WORK ITEM: The records below are to be duplicated character for character.

━━━━━━━━━━━━━━━━━━━━

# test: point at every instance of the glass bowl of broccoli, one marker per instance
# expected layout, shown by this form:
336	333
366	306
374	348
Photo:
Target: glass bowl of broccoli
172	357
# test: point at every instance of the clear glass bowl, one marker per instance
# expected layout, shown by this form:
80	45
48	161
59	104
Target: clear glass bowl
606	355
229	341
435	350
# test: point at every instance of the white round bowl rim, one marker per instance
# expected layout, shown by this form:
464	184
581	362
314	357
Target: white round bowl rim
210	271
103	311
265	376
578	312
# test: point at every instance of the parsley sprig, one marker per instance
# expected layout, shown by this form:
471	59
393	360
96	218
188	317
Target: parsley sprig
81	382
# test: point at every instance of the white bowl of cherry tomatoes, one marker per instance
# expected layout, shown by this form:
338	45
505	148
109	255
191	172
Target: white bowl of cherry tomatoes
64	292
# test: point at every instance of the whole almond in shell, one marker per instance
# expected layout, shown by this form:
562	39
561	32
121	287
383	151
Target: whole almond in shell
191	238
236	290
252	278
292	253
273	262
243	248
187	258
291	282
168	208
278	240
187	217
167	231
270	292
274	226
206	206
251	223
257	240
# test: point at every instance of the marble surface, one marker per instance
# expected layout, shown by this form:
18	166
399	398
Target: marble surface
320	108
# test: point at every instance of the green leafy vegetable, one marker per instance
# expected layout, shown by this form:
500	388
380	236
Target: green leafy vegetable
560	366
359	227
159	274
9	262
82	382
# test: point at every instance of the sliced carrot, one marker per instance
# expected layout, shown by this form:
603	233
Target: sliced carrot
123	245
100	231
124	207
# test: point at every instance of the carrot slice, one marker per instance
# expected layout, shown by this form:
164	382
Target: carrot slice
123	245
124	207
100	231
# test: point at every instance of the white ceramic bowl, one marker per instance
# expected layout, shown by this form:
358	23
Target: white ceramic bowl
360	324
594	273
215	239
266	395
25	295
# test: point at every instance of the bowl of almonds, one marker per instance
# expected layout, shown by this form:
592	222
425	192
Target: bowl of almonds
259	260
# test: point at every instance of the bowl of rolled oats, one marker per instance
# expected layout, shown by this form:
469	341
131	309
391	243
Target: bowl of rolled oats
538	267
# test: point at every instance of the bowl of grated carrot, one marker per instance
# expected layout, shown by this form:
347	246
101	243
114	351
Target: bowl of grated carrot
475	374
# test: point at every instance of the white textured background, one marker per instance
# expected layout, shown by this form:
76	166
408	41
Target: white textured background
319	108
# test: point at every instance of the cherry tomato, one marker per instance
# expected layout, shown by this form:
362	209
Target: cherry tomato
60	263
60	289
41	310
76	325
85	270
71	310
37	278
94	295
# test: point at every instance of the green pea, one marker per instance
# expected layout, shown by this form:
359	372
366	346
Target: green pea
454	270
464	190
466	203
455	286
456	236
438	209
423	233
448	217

━━━━━━━━━━━━━━━━━━━━

EXERCISE ANSWER:
# test: point at every instance of the glass bowl of broccoli, one marker per instance
# expected layout, shown by this form:
336	333
366	306
374	348
Photo:
Target: glass bowl of broccoli
172	357
# test: point at every instance of the clear glass bowl, one marker per instance
# expected layout, shown by this form:
80	45
48	161
59	104
Target: clear glass bowl
606	355
229	341
435	350
# test: point at every instance of the white round bowl rim, one marker per instance
# expected layout, shown by this form:
464	184
581	362
314	357
Target: white round bowl rim
210	271
103	311
265	376
578	312
# test: point at every instance of the parsley sprig, one marker per instance
# expected layout, shown by this form:
471	59
393	360
96	218
188	317
Target: parsley sprig
81	382
# test: point at every instance of the white bowl of cherry tomatoes, one marker per instance
# expected layout, shown by this form:
338	45
505	148
109	255
191	172
Target: white bowl of cherry tomatoes
64	292
# test: point at every instance of the whole almond in shell, one marker per instance
# expected layout, shown by this form:
562	39
561	32
121	287
383	151
Target: whole almond in shell
191	238
236	290
252	278
292	253
273	262
243	248
187	258
291	282
168	208
278	240
187	217
167	231
270	292
274	226
206	206
251	223
257	240
# test: point at every instance of the marble surface, one marker per instance
# expected layout, shown by this form:
18	166
399	398
Target: marble surface
320	108
# test: point at every instance of the green leafy vegetable, one marker per instance
# expected layout, shown by this form:
500	388
380	236
Target: green leafy vegetable
560	366
359	227
159	274
9	262
82	382
# test: point at every instance of the sliced carrot, one marker per instance
# expected layout, shown by this form:
603	233
Target: sliced carrot
123	245
100	231
124	207
# test: point at every instance of the carrot slice, one marker per instance
# expected layout, shown by this form:
164	382
Target: carrot slice
123	245
124	207
100	231
# test: point at every instance of the white ceramic bowl, one marker per instance
# expected layout, shown by this form:
358	23
Target: white ceramic bowl
360	324
594	273
215	239
266	395
25	295
# test: point at every instance of the bowl of almonds, one marker per instance
# expected layout, shown by this form:
592	222
425	192
Target: bowl of almonds
259	260
# test: point at every instance of the bowl of rolled oats, one marker per instance
# expected layout, shown by this form:
469	341
131	309
391	243
Target: bowl of rolled oats
538	267
# test: point at every instance of the bowl of grated carrot, one marker per instance
# expected layout, shown by this form:
347	246
101	243
114	351
Target: bowl of grated carrot
475	374
# test: point at every instance of the white textured background, one marker per instance
# expected layout, shown by this form:
76	166
408	41
Target: white textured background
319	108
# test: point at every instance of the cherry tomato, one marker per instance
# expected layout, shown by this form:
362	209
Target: cherry tomato
60	263
60	289
41	310
76	325
85	270
71	310
37	278
94	295
# test: point at every instance of the green pea, one marker per instance
# expected layout, shown by this form:
359	372
366	346
Target: green pea
454	270
464	190
466	203
455	286
456	236
438	209
423	233
448	217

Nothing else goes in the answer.